### INSTRUCTIONS TO FOLLOW
Reproduce every record precisely, leaving no line out.

· · · · · · ·

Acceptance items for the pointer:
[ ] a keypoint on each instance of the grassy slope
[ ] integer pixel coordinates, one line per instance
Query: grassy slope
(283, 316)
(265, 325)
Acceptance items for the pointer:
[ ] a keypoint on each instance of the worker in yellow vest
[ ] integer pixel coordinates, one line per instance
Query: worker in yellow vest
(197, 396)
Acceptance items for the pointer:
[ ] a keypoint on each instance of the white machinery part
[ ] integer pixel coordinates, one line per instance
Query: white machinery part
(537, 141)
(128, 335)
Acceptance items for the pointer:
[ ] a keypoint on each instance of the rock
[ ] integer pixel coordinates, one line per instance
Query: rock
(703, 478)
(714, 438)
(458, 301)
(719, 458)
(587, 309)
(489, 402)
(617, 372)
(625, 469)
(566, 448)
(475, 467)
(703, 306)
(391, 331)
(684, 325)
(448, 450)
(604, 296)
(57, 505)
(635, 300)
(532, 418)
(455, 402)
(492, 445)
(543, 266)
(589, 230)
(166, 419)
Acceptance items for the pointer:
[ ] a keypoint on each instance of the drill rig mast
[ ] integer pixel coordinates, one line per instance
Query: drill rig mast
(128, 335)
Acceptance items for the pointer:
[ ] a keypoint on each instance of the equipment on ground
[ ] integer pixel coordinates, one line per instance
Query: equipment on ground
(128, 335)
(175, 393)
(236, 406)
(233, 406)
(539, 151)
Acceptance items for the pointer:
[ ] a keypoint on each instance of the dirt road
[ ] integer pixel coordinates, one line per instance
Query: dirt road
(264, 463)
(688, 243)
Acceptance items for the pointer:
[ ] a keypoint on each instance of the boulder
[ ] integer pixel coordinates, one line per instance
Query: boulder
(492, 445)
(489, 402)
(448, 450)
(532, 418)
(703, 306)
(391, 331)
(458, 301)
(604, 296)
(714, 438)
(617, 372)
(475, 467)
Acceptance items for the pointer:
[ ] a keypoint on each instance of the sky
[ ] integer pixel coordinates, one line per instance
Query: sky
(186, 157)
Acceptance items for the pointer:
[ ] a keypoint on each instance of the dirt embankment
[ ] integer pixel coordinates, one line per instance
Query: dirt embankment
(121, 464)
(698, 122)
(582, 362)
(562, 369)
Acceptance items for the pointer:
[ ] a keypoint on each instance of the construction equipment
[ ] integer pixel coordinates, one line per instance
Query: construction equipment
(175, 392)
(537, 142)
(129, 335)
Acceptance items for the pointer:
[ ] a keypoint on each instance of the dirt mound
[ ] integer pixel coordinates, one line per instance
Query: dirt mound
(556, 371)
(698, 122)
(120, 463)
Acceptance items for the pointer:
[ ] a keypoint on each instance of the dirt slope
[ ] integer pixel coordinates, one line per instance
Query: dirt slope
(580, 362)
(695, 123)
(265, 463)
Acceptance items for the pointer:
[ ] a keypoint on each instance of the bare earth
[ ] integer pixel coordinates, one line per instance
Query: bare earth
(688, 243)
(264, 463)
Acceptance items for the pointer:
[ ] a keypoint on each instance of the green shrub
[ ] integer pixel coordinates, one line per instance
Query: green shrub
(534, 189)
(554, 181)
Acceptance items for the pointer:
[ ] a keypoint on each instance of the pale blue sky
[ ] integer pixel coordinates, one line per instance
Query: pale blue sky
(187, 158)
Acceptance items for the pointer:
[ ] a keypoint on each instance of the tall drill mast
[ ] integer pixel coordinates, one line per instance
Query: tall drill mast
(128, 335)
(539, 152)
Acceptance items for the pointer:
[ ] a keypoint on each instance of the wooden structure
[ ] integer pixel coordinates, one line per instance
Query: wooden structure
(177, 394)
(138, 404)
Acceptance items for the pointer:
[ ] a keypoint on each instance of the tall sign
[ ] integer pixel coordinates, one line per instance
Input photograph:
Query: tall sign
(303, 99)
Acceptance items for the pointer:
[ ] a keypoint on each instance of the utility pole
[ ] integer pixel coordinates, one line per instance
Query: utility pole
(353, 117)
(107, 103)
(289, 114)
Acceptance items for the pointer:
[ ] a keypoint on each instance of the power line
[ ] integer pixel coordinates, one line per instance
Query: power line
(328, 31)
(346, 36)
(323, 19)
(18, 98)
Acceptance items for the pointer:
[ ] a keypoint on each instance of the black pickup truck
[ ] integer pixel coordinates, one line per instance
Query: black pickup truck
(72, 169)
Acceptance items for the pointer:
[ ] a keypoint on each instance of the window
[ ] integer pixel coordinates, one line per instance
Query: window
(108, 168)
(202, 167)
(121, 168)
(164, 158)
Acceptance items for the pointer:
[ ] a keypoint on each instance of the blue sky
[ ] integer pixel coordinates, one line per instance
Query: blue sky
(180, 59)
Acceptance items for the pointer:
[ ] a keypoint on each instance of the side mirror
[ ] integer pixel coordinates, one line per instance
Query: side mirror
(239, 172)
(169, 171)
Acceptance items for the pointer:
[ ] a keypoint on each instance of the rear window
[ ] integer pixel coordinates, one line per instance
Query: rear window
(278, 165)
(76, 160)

· · · · · · ·

### PROBLEM SOLUTION
Acceptance items for the pointer:
[ ] a keypoint on each instance of the grassy slope
[ ] integer pixel coordinates, one line per instance
Query: grassy slope
(283, 316)
(265, 325)
Acceptance items for the pointer:
[ ] a keypoint on each instance of the worker in yellow vest
[ ] integer pixel coordinates, one line per instance
Query: worker in yellow vest
(197, 396)
Acceptance items for the pointer:
[ ] a keypoint on each instance of the white machinery part
[ ] integer pixel coordinates, one line per instance
Query: white machinery part
(537, 141)
(128, 335)
Acceptance items for the pointer:
[ ] a keypoint on each instance of the rock
[ ] integer pixel coordinates, one line per instance
Query: rock
(703, 478)
(714, 438)
(458, 301)
(719, 458)
(587, 309)
(489, 402)
(617, 372)
(625, 469)
(566, 448)
(475, 467)
(703, 306)
(391, 331)
(684, 325)
(448, 450)
(604, 296)
(57, 505)
(635, 300)
(532, 418)
(455, 402)
(492, 445)
(543, 266)
(589, 230)
(166, 419)
Acceptance items for the pointer:
[ ] a keypoint on each instance of the drill rig mast
[ ] integer pixel coordinates, one line per instance
Query: drill rig mast
(128, 335)
Acceptance items for the pointer:
[ ] a keypoint on each instance of the equipment on ground
[ ] integer pixel coordinates, one line per instance
Query: equipment on ground
(128, 335)
(175, 393)
(236, 406)
(233, 406)
(539, 151)
Acceptance items for the pointer:
[ ] a keypoint on each instance of the dirt road
[ ] integer pixel coordinates, one line per instance
Query: dirt road
(264, 463)
(688, 243)
Acceptance items for the pointer:
[ ] a keypoint on each instance of the boulder
[ ] integer pixel coordinates, one line per instance
Query: boulder
(492, 445)
(489, 402)
(448, 450)
(532, 418)
(703, 306)
(391, 331)
(458, 301)
(604, 296)
(714, 438)
(617, 372)
(475, 467)
Acceptance items for the pointer:
[ ] a keypoint on each instance of the sky
[ ] integer pixel coordinates, one line per instance
Query: sky
(186, 157)
Acceptance items for the pointer:
[ ] a keypoint on each instance of the dirt embankment
[ ] integer pixel coordinates, one line per instance
Query: dirt embankment
(121, 464)
(698, 122)
(582, 362)
(562, 369)
Acceptance items for the pointer:
[ ] a keypoint on each instance of the construction equipment
[ ] integer pixel coordinates, one line per instance
Query: construction equipment
(175, 392)
(537, 142)
(129, 335)
Acceptance items for the pointer:
[ ] a keypoint on each instance of the dirt mound
[ ] integer pixel coordinates, one line per instance
Query: dirt mound
(556, 371)
(698, 122)
(120, 463)
Acceptance items for the pointer:
[ ] a keypoint on each instance of the dirt slope
[ ] integer pixel coordinates, one line per instance
Query: dirt slope
(580, 362)
(695, 123)
(265, 463)
Acceptance items for the pointer:
[ ] a keypoint on each instance of the bare earth
[ ] integer pixel coordinates, one line per instance
Query: bare earth
(688, 243)
(264, 463)
Acceptance items for the pointer:
[ ] a keypoint on each instance of the green shrub
[ ] integer pixel coordinates, one line per instance
Query: green shrub
(534, 189)
(554, 181)
Acceptance items for the pointer:
[ ] a keypoint on each instance of the pale blue sky
[ ] integer pixel coordinates, one line per instance
Query: pale blue sky
(187, 158)
Acceptance items for the pointer:
[ ] a keypoint on each instance of the tall drill mast
[ ] integer pixel coordinates, one line per instance
Query: tall drill mast
(128, 335)
(539, 152)
Acceptance items for the pointer:
[ ] a keypoint on each instance of the wooden structure
[ ] integer pixel coordinates, one line per instance
Query: wooden structure
(177, 394)
(138, 404)
Acceptance items for the pointer:
[ ] a keypoint on each instance of the tall sign
[ ] integer pixel coordinates, one line per instance
Input photograph:
Query: tall sign
(303, 99)
Acceptance items for the pointer:
[ ] a keypoint on each instance of the utility pole
[ ] integer pixel coordinates, one line per instance
Query: utility pole
(353, 117)
(107, 103)
(289, 114)
Acceptance items for the pointer:
[ ] a keypoint on each instance of the power line
[ ] integer pixel coordinates, one line per instance
Query: power line
(328, 31)
(346, 36)
(323, 19)
(18, 98)
Acceptance items for the pointer:
[ ] a keypoint on each instance of the black pickup truck
[ ] integer pixel coordinates, one line per instance
Query: black pickup truck
(72, 169)
Acceptance items for the pointer:
[ ] a keypoint on each instance of the window
[ ] integer pixel coordinates, one line per instance
Query: window
(108, 168)
(202, 167)
(121, 168)
(164, 158)
Acceptance items for the pointer:
[ ] a keypoint on each instance of the blue sky
[ ] integer pixel coordinates, one line per instance
Query: blue sky
(180, 59)
Acceptance items for the pointer:
[ ] a keypoint on each instance of the side mirror
[ ] integer pixel coordinates, one line per instance
Query: side mirror
(239, 172)
(169, 171)
Acceptance items for the pointer:
[ ] a keypoint on each instance of the rear window
[ ] integer pixel coordinates, one line per instance
Query: rear window
(278, 165)
(76, 160)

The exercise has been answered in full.